• _Task directions_
Rewrite the lines from the one containing "Objective — a point for each instance of the rolling" through the end of the records, inclusive, swapping "Markers" for "Points" and leaving everything else unchanged.

• _Source material_
..........
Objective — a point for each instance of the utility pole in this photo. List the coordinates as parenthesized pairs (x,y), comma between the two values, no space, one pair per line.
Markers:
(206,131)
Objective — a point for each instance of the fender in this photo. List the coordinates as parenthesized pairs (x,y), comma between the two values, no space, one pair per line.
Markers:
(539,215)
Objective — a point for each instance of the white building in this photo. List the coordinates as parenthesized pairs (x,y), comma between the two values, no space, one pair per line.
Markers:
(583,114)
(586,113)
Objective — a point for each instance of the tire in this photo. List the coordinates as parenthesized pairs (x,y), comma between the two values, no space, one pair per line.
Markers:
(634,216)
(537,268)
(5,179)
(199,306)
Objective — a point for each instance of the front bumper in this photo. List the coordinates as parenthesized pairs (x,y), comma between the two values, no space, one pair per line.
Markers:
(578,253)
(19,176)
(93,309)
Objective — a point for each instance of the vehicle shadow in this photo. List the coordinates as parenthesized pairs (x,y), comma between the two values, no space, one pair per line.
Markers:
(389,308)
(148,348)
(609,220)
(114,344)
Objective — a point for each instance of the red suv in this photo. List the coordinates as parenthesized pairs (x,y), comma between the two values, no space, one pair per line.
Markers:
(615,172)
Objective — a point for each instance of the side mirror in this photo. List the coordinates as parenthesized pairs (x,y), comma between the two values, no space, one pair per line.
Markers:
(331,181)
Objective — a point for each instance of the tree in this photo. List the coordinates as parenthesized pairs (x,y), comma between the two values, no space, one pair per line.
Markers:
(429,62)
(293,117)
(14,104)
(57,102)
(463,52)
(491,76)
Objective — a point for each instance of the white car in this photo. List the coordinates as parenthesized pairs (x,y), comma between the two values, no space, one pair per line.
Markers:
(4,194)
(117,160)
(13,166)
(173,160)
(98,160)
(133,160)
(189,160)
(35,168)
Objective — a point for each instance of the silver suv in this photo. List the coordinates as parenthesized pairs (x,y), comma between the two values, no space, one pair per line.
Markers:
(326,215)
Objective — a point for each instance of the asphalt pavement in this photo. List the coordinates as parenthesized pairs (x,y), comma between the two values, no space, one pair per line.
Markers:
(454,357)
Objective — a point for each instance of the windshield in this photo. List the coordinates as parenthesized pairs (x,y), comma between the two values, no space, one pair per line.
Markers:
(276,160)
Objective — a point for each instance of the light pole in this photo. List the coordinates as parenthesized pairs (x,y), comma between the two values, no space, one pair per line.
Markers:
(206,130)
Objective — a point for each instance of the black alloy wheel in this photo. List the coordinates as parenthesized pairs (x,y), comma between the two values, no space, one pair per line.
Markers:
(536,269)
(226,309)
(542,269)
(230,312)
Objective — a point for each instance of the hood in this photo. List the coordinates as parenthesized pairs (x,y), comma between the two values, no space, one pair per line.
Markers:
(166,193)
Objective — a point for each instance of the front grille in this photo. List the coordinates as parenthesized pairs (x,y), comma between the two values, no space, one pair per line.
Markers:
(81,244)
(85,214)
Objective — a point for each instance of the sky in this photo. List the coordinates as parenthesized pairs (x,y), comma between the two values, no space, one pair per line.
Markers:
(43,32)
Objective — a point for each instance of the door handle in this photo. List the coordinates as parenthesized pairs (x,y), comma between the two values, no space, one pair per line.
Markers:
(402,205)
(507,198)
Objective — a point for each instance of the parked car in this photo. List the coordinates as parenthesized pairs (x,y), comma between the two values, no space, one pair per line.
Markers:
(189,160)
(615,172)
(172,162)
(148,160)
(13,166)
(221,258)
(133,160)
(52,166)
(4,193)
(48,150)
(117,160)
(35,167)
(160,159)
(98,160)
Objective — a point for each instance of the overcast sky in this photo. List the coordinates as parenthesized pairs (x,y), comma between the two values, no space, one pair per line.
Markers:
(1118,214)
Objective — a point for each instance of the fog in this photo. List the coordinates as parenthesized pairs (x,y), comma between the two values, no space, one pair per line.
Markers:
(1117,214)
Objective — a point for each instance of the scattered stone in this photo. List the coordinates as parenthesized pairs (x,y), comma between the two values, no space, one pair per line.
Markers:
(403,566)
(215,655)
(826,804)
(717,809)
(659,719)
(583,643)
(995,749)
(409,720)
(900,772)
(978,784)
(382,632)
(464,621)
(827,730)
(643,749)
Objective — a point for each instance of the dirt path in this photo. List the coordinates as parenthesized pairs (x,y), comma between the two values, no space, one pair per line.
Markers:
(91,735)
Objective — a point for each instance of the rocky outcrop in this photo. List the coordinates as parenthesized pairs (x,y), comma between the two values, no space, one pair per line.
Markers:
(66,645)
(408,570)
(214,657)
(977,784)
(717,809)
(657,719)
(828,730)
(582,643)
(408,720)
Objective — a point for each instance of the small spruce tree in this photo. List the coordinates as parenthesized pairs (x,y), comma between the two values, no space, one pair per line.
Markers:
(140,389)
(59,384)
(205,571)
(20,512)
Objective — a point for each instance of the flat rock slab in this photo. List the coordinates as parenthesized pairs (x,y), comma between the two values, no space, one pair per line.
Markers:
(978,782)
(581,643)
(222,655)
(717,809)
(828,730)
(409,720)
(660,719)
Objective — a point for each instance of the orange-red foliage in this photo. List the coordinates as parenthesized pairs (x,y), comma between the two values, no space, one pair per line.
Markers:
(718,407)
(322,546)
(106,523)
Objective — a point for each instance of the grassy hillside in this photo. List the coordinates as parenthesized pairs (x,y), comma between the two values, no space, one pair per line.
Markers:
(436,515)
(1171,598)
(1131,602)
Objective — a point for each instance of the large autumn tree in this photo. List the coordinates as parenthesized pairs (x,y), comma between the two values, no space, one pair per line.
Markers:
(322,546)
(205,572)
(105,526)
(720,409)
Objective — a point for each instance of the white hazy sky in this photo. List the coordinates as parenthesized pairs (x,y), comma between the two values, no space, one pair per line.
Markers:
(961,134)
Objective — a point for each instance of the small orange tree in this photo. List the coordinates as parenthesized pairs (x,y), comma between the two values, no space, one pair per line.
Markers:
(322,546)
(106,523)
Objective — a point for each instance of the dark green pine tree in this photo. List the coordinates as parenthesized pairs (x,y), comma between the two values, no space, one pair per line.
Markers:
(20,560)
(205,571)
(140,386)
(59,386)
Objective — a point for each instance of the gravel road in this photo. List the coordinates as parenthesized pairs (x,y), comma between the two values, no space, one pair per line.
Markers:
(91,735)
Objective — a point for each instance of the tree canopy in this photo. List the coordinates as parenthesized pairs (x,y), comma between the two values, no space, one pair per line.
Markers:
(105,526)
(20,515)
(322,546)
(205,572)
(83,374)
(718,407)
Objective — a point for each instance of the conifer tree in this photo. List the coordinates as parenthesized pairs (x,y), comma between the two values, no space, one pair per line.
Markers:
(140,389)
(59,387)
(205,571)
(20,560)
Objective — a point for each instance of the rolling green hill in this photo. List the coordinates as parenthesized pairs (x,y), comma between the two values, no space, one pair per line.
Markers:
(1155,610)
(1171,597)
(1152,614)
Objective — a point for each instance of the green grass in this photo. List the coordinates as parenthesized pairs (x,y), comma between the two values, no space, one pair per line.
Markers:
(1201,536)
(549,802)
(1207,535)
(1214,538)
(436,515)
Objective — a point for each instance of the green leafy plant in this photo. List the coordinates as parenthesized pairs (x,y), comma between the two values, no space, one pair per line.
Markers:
..........
• _Final result_
Objective — a point for each instance of the rolling green hill in this photo. List the coordinates as parenthesized pairs (x,y), comma between the two values, no space, one pair per line.
Points:
(1155,610)
(1171,597)
(1152,614)
Objective — a point for each instance of the green grass in this photo. List the coordinates as parenthesized pairs (x,y), comma between the two values, no space, one pair per line.
Points:
(1201,536)
(549,802)
(1207,535)
(1214,538)
(436,515)
Objective — a point for each instance of the green leafy plant in this photo. List the coordinates as parenthesized pairs (x,y), comma between the two values, no space, one pair per line.
Points:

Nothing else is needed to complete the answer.